> _Exercise aim_:
Extend the food blog post about breakfast, lunch and soup dishes, picking up right after its last sentence.

> _Selected passage_:
-=-=-
This breakfast was made with organic mushrooms and celery, sliced and fried in my ceramic frying pan with avocado oil. I added about a teaspoon of turmeric when the veggies were almost done. Then, I dumped the mixture on top of some toast which had been drizzled with olive oil, and topped it with fresh ground black pepper.
My good friend Lisa made this delicious lunch for me. She used Pacific Foods Spicy Black Bean Soup (please note, I'm not sure if the website is reflecting what is available in North Bay because I'm 99% sure the tetra pak she used said the soup was gluten-free). She served the soup with hard-boiled eggs and steamed baby bok choy.
Lisa also served me a smoothie which she called her "Kitchen Sink Smoothie' (as in, 'everything but the kitchen sink,' pictured below), and it was delicious! She made the smoothie in a Nutribullet blender, which she purchased to help care for an elderly relative who was having trouble eating. The Nutribullet is a fantastic and extremely affordable version of high-powered blenders like the Vitamix and the Blendtec. The Nutribullet offers the same ability to pulverize whole food, making it easier to digest, at a much more affordable price. It does not, however, come with the same kind of warranties or quality of equipment (the fancier versions were warrantied for at least 7 years the last time I checked). Also, it may not pulverize food quite as thoroughly as the fancier blenders, though it does a very good job. I'll be getting more into high-powered blenders in future posts, so stay tuned! The ingredients of the smoothie are listed below:
This is one of my favourite dishes to make for company. I followed this recipe, except for the fact that I made my own chicken broth, used regular cremini mushrooms, and added zucchini. You can find fish sauce easily in North Bay (fair warning, it smells awful in the jar!). Lemon grass isn't too hard to find fresh in the produce section, I usually buy a few stalks and freeze what I don't use right away. Lime leaves (fresh or dried) are a bit harder to find, but you can make the dish without them, and add lime juice at the end. I served the soup over brown rice.
-=-=-
[Lines excerpted from a collection]
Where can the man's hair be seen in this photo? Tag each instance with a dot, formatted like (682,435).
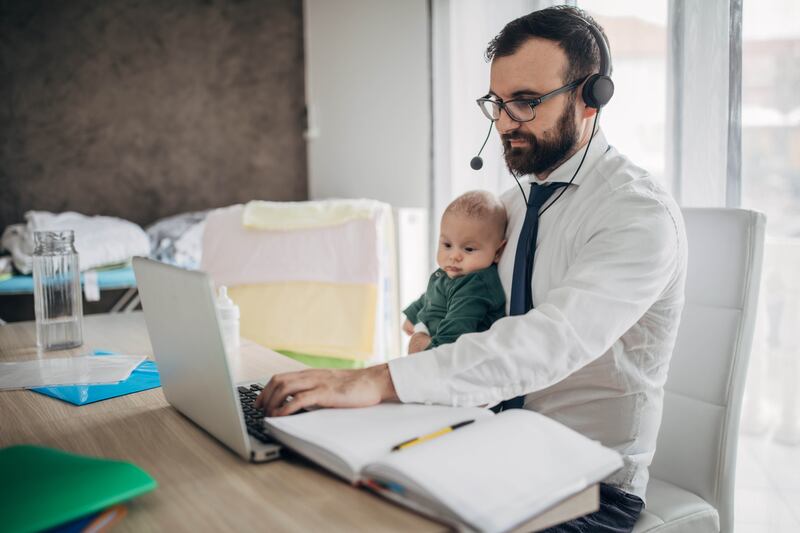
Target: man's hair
(481,205)
(566,26)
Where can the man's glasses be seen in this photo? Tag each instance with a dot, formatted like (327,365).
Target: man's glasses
(520,109)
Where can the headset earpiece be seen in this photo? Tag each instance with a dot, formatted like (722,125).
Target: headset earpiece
(598,88)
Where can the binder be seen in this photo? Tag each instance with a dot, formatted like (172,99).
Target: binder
(45,487)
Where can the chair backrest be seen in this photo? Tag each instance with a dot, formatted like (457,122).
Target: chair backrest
(703,394)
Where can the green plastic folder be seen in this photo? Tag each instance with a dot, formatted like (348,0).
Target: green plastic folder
(43,487)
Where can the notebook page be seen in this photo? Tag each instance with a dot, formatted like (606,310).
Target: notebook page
(344,440)
(499,472)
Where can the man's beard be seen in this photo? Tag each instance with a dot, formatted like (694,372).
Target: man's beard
(545,154)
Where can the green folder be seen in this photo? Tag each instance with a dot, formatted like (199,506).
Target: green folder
(43,487)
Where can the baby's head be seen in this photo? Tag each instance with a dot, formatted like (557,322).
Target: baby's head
(472,233)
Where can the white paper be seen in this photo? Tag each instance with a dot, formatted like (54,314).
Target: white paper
(344,440)
(81,370)
(497,473)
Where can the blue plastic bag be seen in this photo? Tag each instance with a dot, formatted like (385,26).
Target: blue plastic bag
(144,377)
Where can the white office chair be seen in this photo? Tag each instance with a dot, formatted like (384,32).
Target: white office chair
(692,476)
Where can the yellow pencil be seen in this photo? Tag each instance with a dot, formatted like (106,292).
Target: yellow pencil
(430,436)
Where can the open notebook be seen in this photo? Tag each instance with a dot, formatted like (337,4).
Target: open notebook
(491,475)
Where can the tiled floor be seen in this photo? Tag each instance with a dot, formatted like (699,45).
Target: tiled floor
(767,486)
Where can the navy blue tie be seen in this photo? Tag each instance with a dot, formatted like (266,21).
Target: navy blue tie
(521,294)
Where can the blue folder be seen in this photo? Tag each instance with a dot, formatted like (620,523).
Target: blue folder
(144,377)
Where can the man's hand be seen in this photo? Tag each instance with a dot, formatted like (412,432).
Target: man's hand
(326,388)
(419,341)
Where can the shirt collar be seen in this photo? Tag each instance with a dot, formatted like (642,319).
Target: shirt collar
(564,173)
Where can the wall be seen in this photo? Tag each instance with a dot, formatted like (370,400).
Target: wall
(368,92)
(146,109)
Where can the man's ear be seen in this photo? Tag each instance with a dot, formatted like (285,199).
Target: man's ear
(499,251)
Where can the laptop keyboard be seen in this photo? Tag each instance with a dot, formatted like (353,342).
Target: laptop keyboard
(253,417)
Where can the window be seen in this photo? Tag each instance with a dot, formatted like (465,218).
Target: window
(635,119)
(771,183)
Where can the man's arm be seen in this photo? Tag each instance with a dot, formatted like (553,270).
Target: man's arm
(292,391)
(616,277)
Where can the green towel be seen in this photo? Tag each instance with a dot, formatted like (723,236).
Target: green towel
(43,487)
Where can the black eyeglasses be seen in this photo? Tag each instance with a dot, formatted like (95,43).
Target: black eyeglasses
(520,109)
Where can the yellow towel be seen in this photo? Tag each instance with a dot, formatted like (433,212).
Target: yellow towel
(325,319)
(284,216)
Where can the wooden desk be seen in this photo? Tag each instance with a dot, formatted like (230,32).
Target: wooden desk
(202,485)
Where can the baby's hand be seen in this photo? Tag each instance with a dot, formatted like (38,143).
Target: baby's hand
(419,341)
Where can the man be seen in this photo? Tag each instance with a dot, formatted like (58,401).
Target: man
(607,283)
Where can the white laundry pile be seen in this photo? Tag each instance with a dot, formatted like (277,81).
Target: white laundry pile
(100,241)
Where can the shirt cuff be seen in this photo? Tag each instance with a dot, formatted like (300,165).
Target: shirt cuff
(420,327)
(415,379)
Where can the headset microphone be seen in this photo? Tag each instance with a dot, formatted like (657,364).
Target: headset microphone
(476,162)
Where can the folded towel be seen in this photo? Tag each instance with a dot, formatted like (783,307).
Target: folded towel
(233,255)
(263,215)
(99,240)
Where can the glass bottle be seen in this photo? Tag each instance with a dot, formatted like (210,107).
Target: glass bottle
(57,291)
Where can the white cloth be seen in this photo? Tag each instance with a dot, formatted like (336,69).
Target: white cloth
(99,241)
(593,354)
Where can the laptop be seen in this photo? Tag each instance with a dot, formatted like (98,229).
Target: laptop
(182,320)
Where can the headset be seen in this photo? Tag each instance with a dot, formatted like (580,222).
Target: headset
(597,91)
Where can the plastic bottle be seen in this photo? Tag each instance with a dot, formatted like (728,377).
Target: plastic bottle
(57,291)
(229,321)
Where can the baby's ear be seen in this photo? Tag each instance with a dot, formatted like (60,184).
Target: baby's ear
(499,251)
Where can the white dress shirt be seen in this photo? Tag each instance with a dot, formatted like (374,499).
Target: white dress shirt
(593,353)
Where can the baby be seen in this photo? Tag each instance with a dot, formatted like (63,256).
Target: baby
(464,295)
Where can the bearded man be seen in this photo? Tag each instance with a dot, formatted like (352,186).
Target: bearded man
(594,274)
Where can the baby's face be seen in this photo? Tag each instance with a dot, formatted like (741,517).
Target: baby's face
(467,244)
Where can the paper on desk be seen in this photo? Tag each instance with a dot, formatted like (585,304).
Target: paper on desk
(82,370)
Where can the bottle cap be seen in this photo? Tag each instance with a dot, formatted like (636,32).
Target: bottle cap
(227,309)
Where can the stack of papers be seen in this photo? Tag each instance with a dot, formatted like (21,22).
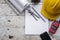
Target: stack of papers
(33,27)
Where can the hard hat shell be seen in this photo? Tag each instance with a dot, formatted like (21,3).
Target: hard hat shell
(51,9)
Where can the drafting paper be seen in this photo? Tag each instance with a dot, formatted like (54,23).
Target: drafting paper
(33,27)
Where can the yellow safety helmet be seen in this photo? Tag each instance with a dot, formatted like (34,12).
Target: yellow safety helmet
(51,9)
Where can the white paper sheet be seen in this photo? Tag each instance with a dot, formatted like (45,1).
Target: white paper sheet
(33,27)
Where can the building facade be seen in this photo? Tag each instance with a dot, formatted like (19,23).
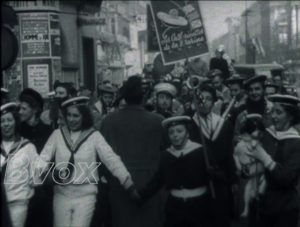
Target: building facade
(80,42)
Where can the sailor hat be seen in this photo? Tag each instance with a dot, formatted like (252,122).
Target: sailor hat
(255,79)
(4,91)
(107,88)
(254,116)
(166,88)
(270,84)
(9,107)
(235,79)
(178,120)
(76,101)
(287,100)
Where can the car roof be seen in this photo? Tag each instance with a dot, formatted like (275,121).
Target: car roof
(272,66)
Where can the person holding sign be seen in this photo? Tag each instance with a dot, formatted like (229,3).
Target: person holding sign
(17,155)
(182,171)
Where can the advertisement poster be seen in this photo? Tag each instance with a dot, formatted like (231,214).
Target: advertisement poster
(179,29)
(38,78)
(35,35)
(55,35)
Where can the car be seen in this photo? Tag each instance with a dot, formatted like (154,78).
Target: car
(249,70)
(291,90)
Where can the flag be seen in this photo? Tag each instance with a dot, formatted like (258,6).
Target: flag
(261,48)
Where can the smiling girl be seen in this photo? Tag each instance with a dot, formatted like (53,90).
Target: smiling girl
(17,155)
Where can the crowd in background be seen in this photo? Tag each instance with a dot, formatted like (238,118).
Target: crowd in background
(203,146)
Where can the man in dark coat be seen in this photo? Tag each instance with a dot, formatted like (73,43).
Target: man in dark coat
(33,129)
(256,102)
(218,62)
(136,135)
(217,139)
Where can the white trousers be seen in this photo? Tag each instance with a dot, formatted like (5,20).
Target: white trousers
(18,213)
(73,212)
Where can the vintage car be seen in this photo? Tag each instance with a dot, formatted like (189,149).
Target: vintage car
(249,70)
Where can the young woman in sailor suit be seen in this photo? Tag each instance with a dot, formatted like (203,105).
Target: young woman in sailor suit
(75,149)
(17,158)
(183,172)
(279,205)
(217,137)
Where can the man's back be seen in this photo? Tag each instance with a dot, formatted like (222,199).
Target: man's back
(136,135)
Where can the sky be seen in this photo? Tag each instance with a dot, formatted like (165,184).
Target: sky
(214,14)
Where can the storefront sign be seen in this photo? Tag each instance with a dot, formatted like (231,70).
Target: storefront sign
(35,35)
(179,29)
(38,78)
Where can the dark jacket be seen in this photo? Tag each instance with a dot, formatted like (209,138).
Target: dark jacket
(136,135)
(37,134)
(281,192)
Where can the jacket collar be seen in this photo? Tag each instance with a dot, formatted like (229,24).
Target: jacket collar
(217,123)
(189,147)
(291,133)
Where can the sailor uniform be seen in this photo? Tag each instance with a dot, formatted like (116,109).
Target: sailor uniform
(17,167)
(217,135)
(83,184)
(188,201)
(280,203)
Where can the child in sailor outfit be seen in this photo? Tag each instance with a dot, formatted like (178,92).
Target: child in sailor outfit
(247,166)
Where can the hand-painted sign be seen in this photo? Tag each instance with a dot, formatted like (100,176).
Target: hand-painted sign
(180,30)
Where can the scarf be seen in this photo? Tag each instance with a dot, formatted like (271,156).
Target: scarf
(210,126)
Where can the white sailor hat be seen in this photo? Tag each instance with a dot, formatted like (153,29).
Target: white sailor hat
(76,101)
(235,79)
(4,90)
(51,93)
(254,79)
(9,107)
(178,120)
(287,100)
(254,116)
(166,88)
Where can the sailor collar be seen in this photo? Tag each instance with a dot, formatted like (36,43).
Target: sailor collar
(189,147)
(217,125)
(291,133)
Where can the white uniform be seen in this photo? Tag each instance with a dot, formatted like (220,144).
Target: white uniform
(19,177)
(74,203)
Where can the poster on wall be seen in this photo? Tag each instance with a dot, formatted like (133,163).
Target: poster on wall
(55,35)
(179,29)
(35,34)
(38,78)
(38,75)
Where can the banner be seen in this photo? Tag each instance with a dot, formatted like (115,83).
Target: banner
(179,29)
(151,33)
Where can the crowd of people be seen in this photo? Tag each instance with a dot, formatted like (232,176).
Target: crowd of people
(212,150)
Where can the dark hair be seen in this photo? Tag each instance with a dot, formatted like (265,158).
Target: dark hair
(132,90)
(87,117)
(210,90)
(250,125)
(293,112)
(134,100)
(16,116)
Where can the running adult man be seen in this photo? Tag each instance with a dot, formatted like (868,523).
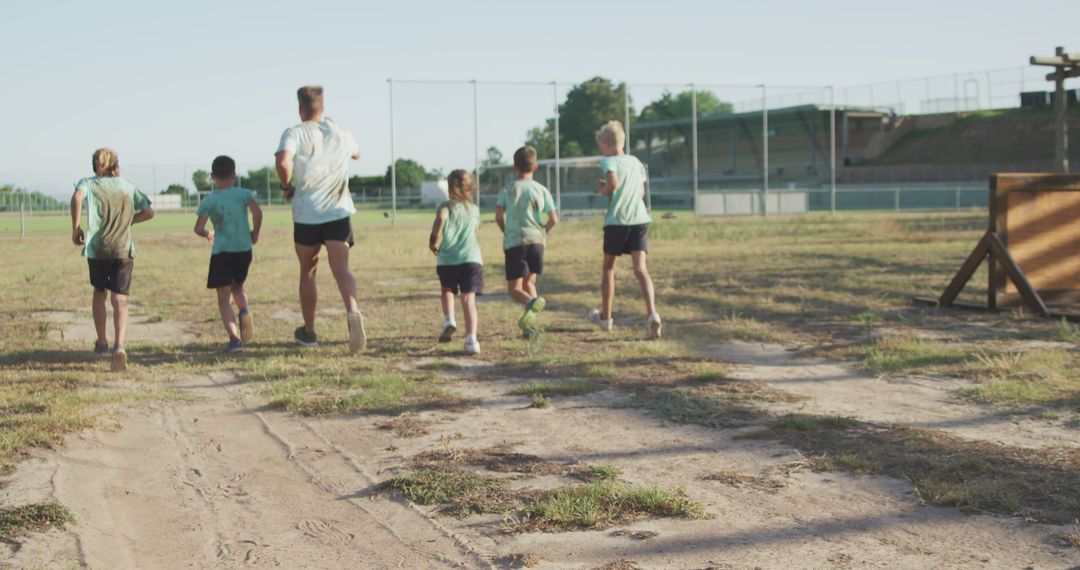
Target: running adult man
(312,162)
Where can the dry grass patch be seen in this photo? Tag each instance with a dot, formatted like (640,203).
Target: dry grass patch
(944,470)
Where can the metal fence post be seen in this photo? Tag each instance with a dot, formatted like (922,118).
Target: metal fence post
(693,141)
(765,147)
(393,161)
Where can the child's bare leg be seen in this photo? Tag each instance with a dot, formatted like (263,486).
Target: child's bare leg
(469,308)
(100,315)
(239,295)
(607,286)
(529,284)
(642,272)
(447,299)
(517,293)
(338,252)
(309,293)
(228,319)
(120,317)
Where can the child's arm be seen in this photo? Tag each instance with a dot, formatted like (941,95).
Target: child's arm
(436,229)
(256,219)
(201,229)
(607,185)
(552,220)
(78,236)
(143,215)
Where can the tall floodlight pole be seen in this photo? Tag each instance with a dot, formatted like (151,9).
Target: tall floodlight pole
-=-=-
> _Exercise answer_:
I made the broth from the bones of a previously cooked chicken that came from a farm outside of Powassan. The pieces of chicken in the soup came from a company called Blue Goose, available at Sobey's and Independent. This meat is a step in the right direction, guaranteeing that the animals are raised 'organic,' 'without the use of animal by-products,' with 'low population densities,' and 'access to the outdoors.' Their meat definitely tastes better than regular factory-farmed meat.
The ideal is to eat as little meat as possible AND to purchase it from local farms where animals eat naturally (grass, bugs, etc.) and are treated well. Meat is difficult to digest, acidifying, and carries with it all the accumulated toxins (heavy metals, chemicals, hormones, etc.) an animal has been exposed to in the course of it's life. However, it also provides valuable nutrition to those of us who struggle to properly absorb nutrients, particularly iron. I have made the personal choice not to subject my readers to any images or details of the horrifying conditions factory-farmed animals are subjected to, but I would venture a guess most of you would find it disturbing. There are so many reasons to give up factory-farmed meat - taste, compassion, or health, whatever works for you! Most people can replace some of their meat dishes with beans and lentils, and end up healthier and wealthier.
Last but not least, I recently acquired a new (to me) freezer and I'm excited to switch over to eating local, grass-fed meat, ideally from farms I've been able to visit. I'll post the details as I go, and perhaps I'll even get to share some pictures!